* Short task: Resume the forum answer on uniform continuity and the limit at zero, continuing directly after its last sentence.

* Text block:
Show that $f$ is uniformly continuous if limit exists

You want to show the direction $f$ uniformly continuous on $(0,1]\Longrightarrow$ the $\lim_{x\to0^+}f(x)$ exists.

Here are some hints:

• Let $(x_n)_{n\in\mathbb N}$ be a sequence on $(0,1]$ such that $x_n\to 0$. Show that $(f(x_n))_{n\in\mathbb N}$ is Cauchy and therefore convergent. Here use the uniformly continuity of $f$.
  
• If $(x_n)_{n\in\mathbb N},(y_n)_{n\in\mathbb N}$ are two sequences on $(0,1]$ such that $x_n\to0, \ y_n\to 0$, then by considering the sequence $(z_n)_{n\in\mathbb N}$ defined as $z_{2k}=x_k$ and $z_{2k+1}=y_k \ \forall k\in\mathbb N$, show that $\lim_{n\to\infty}f(x_n)=\lim_{n\to\infty}f(y_n)$.
  (The sequences $f(x_n),f(y_n),f(z_n)$ converge and $f(x_n),f(y_n)$ are subsequences of $f(z_n)$).

[Coordinate annotation rows]
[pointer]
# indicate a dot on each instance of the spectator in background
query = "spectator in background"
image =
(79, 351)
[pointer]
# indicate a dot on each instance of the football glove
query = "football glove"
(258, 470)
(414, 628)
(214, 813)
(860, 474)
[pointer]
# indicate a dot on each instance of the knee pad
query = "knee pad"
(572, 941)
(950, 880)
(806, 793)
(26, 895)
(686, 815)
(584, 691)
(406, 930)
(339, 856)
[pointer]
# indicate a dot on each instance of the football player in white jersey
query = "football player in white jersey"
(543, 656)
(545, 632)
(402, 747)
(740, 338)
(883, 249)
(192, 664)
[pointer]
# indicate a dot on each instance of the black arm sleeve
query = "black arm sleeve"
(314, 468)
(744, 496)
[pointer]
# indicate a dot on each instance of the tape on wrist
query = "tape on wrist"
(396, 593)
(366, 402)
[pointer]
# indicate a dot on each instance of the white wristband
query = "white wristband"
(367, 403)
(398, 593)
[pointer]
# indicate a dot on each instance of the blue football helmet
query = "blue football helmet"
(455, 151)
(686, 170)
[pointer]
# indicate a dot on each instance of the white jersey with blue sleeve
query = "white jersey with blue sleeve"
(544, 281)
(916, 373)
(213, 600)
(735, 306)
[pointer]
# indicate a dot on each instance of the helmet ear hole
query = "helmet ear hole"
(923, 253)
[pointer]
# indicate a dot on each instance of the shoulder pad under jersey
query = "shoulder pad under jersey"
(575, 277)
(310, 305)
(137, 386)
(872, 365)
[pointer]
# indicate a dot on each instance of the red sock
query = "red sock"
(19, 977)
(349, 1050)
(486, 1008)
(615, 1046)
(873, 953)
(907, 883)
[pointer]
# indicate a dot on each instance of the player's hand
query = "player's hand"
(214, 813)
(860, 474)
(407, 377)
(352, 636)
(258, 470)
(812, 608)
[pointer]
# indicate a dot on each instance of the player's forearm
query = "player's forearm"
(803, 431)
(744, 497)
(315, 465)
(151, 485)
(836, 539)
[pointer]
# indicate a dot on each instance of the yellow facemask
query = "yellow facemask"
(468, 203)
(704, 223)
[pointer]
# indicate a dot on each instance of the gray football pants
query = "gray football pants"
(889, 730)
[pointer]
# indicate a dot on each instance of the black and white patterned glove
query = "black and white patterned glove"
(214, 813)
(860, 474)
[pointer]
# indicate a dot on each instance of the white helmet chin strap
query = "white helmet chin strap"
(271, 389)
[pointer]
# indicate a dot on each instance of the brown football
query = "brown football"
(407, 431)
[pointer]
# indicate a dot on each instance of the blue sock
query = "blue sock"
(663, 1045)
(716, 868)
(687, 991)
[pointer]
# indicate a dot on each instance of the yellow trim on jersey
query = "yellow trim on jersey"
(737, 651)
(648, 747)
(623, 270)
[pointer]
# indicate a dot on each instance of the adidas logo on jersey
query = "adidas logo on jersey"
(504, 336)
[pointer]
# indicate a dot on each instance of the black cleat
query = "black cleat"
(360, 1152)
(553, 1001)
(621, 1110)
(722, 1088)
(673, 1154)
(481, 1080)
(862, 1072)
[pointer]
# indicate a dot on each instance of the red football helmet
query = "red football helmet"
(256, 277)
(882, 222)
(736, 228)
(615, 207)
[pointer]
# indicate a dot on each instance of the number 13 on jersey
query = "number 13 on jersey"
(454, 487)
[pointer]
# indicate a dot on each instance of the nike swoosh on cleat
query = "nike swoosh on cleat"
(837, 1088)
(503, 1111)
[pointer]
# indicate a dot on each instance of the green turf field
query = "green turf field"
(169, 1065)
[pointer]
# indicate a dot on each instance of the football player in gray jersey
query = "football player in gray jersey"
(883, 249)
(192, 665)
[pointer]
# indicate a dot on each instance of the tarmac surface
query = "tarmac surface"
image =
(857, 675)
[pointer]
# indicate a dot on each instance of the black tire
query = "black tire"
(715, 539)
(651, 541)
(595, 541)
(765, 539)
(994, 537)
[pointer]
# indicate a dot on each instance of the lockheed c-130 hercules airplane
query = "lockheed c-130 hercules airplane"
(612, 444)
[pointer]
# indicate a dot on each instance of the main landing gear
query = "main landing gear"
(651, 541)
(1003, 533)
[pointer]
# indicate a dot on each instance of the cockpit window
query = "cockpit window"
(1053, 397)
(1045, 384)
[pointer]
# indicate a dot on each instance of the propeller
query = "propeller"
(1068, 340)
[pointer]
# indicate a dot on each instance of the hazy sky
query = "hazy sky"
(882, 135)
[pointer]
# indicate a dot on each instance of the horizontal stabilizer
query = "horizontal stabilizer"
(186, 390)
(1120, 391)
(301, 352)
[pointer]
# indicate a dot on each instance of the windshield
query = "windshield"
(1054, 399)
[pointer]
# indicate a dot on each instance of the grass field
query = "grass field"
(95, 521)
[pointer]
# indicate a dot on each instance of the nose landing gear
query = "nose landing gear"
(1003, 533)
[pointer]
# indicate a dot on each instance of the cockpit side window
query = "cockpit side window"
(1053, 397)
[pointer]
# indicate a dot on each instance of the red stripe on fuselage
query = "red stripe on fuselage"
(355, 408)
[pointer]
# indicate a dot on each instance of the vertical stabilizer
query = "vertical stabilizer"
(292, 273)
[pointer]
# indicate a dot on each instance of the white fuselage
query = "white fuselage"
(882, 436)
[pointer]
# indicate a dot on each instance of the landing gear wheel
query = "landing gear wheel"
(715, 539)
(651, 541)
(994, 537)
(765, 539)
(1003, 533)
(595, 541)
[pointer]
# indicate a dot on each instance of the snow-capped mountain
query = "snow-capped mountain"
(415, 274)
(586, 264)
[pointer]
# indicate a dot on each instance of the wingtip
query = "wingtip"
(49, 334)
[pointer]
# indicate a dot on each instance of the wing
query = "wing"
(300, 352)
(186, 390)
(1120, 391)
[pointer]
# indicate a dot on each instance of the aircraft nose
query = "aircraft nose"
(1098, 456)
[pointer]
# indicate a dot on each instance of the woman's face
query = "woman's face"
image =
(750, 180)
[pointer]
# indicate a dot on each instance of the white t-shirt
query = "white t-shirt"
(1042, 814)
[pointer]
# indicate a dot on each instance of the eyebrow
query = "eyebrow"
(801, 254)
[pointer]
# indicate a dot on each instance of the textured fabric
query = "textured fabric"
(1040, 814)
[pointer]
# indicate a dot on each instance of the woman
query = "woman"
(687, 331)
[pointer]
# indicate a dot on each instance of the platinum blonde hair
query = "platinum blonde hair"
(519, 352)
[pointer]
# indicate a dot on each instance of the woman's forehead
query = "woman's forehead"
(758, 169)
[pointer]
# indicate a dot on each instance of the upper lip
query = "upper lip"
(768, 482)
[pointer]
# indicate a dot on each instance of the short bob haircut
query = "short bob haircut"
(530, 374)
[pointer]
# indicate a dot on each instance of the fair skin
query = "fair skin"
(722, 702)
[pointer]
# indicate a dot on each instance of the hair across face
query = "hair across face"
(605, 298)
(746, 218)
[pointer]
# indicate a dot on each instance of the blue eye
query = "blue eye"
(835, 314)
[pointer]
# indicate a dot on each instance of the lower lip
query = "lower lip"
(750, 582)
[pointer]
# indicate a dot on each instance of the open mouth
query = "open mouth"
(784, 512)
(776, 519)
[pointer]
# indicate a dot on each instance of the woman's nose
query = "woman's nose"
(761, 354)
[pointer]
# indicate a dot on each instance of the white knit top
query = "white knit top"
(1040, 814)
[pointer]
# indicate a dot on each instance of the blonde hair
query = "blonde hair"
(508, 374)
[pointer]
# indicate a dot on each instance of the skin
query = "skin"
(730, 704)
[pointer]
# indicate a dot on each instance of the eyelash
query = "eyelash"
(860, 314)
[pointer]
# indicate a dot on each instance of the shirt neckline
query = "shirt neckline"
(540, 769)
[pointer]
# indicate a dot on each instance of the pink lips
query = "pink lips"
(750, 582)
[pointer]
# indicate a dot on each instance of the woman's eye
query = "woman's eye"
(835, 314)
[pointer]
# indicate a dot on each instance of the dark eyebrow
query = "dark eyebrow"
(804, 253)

* Answer to the exercise:
• Conclude that the $\lim_{x\to0^+}f(x)$ exists.

A variation of the already-accepted answer: Show that if $\lim_{x\to 0}f(x)$ does not exist then $f$ is not uniformly continuous: By the definition of $\lim_{x\to 0}f(x),$ if $\lim_{x\to 0}f(x)$ does not exist then there exists $r>0$ such that for every $\delta\in (0,1)$ there exist $x,y\in (0,\delta)$ such that $|f(x)-f(y)|>r.$ Now let $\epsilon =r.$ There cannot exist $\delta >0$ such that $\forall x,y\in (0,1]\; (|x-y|<\delta \implies |f(x)-f(y)|<\epsilon)$ .